What you have to do → Exactly reproduce the line containing "Each instance receives one keypoint. Mark the fluorescent" together with every line after it, through the end of the entries, and give nothing more.

Provided records →
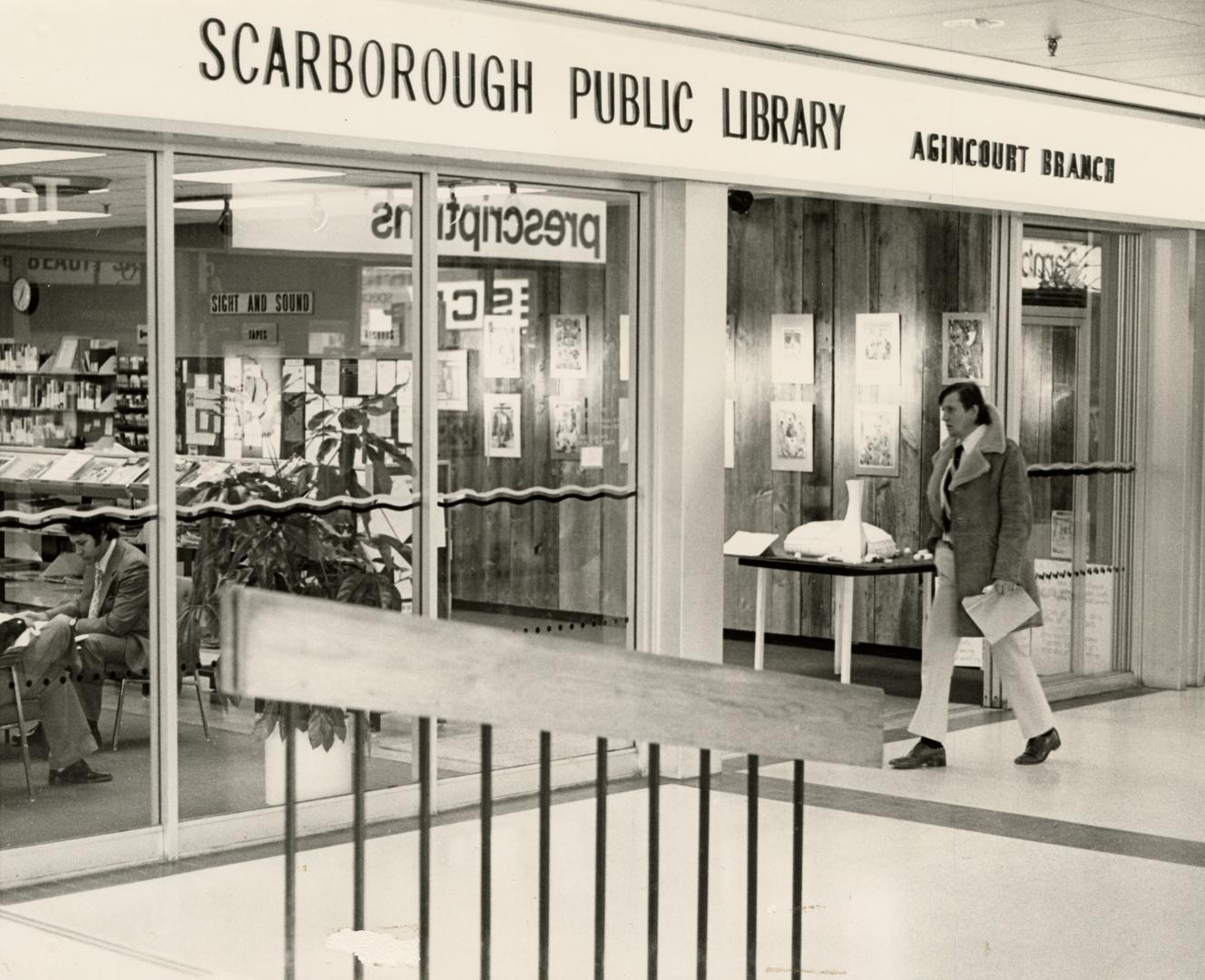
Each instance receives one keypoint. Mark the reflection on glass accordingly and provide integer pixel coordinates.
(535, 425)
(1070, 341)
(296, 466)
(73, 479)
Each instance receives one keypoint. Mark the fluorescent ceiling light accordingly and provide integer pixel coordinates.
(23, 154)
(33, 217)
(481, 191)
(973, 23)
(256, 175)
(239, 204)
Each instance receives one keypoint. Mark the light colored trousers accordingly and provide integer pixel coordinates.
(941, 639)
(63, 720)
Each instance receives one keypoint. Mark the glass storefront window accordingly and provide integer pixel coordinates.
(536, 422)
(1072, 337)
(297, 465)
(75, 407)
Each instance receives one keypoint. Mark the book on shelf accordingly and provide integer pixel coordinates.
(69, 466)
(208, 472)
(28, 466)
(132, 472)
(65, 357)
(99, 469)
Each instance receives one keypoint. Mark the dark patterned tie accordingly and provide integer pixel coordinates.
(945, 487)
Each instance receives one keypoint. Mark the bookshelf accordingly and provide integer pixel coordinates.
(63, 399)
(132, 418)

The completed task →
Each instance receives one keypoint. Mark the fluorescent ceiling light accordingly and provide integer pixel coordinates.
(23, 154)
(33, 217)
(481, 191)
(973, 23)
(256, 175)
(239, 204)
Each instance receives one keypoint. Mark the light colored trousers accordingly and provide integer pixel coordinates.
(941, 639)
(63, 720)
Each instance receives one keypoint. Mark the glass storefront window accordingly and provide integer pixel coordinates.
(536, 422)
(1072, 337)
(297, 465)
(75, 407)
Each instance receives one keypoint. Mark the book on shelf accordingly and provide integer pixel coordinates.
(69, 466)
(208, 472)
(28, 466)
(132, 472)
(65, 357)
(99, 469)
Each instance receives one keypoint. Mark the dark patterned tie accordingly and provide integer pixel coordinates.
(945, 487)
Each instance receives one keypoint. Mark the bookshelf accordingly and provide integer pixel coordinates.
(63, 399)
(132, 418)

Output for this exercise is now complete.